Source excerpt:
::::
Dr. Alessandra Renzi is Associate Professor, Communication Studies at Concordia University. Dr. Renzi’s interdisciplinary work explores the linkages and relays between media, art and civic engagement through community-led research, ethnographic studies and media projects. She has studied pirate television networks in Italy, the surveillance of social movements in Canada after 9-11 and housing and data justice in Indonesia. Her current research investigates how society’s increasing reliance on platforms, algorithms and AI is changing urban landscapes and community organizing alike. She is the PI of a Social Sciences and Humanities Research Council (SSHRC) Insight Grant titled "On the Margins of the Platform Economy: Community-led Responses to Technical Gentrification," with focus on Montreal's Parc Extension neighbourhood.
Jenn Riley is Associate Dean, Digital Initiatives in the McGill University Library, in Montréal, Québec. She is a digital librarian, collaborator, inquirer, learner, and analyst. Her former positions include being Head of Carolina Digital Library and Archives, University of North Carolina at Chapel Hill; Metadata Librarian for the Digital Library Program of Indiana University Libraries; and Digital Media Specialist for the Digital Library Program of Indiana University Libraries. The Digital Initiatives workshop will focus on open access scholarship and open data.
::::
Brief: Rewrite the profiles from "Jenn Riley is" up to and including "and open data.", changing "analyst" to "researcher".

Record set:
::::
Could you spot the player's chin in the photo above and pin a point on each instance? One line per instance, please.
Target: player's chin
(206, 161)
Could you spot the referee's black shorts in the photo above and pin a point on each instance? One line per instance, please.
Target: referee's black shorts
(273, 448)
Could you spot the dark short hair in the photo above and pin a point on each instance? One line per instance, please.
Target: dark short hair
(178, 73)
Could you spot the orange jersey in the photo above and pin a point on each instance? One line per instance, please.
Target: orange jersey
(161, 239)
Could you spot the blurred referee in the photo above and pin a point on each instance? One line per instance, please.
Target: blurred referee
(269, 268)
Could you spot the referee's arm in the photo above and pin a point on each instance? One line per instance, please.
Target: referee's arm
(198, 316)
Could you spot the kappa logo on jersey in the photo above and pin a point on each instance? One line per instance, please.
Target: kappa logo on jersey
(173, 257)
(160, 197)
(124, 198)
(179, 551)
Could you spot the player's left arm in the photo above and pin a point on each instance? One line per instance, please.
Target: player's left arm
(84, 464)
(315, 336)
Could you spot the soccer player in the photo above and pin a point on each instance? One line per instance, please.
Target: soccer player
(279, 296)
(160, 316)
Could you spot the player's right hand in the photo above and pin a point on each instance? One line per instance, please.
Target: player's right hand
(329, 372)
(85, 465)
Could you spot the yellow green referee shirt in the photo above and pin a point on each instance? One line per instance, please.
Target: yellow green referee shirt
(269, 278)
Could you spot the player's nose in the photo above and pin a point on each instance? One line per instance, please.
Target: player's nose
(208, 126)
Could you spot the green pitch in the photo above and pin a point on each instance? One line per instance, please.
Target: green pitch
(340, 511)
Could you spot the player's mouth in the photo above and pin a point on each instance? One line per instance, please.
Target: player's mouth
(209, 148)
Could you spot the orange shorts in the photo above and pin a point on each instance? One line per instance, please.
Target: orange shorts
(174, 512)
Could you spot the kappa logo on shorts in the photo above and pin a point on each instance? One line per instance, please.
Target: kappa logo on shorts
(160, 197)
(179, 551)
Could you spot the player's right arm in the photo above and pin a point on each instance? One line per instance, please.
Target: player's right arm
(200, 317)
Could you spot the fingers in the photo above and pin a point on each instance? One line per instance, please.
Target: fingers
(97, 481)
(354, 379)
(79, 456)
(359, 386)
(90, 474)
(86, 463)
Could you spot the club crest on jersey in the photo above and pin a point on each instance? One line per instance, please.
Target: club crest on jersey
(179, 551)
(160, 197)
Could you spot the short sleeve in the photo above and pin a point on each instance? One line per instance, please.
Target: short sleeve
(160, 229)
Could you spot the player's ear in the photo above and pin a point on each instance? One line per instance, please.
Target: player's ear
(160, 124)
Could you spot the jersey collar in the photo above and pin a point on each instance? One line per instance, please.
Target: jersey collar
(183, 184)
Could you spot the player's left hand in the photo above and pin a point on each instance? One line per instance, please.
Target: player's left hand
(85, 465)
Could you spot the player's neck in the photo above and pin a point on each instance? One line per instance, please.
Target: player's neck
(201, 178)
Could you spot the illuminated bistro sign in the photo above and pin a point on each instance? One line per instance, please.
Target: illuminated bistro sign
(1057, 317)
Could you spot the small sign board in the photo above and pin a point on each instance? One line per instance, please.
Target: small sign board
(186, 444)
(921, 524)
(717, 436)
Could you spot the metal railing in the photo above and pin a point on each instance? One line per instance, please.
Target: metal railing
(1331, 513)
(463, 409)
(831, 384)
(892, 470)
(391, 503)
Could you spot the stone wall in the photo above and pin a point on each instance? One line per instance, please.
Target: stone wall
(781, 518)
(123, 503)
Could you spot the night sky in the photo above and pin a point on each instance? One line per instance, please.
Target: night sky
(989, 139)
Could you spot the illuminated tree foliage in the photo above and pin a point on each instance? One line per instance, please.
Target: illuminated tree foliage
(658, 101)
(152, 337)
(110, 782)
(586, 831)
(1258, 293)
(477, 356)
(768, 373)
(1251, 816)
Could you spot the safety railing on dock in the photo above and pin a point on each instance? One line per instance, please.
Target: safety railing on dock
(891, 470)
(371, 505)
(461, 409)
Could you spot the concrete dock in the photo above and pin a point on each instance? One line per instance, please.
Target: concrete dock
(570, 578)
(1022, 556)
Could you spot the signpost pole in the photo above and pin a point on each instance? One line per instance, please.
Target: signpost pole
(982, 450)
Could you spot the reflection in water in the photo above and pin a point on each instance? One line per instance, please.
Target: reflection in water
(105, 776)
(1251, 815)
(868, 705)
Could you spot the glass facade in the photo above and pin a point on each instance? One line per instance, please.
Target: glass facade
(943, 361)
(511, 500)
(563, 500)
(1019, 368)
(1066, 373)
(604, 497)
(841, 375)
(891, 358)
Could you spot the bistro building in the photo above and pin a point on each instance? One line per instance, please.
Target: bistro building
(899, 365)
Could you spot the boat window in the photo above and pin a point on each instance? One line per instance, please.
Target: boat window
::::
Exercise result:
Jenn Riley is Associate Dean, Digital Initiatives in the McGill University Library, in Montréal, Québec. She is a digital librarian, collaborator, inquirer, learner, and researcher. Her former positions include being Head of Carolina Digital Library and Archives, University of North Carolina at Chapel Hill; Metadata Librarian for the Digital Library Program of Indiana University Libraries; and Digital Media Specialist for the Digital Library Program of Indiana University Libraries. The Digital Initiatives workshop will focus on open access scholarship and open data.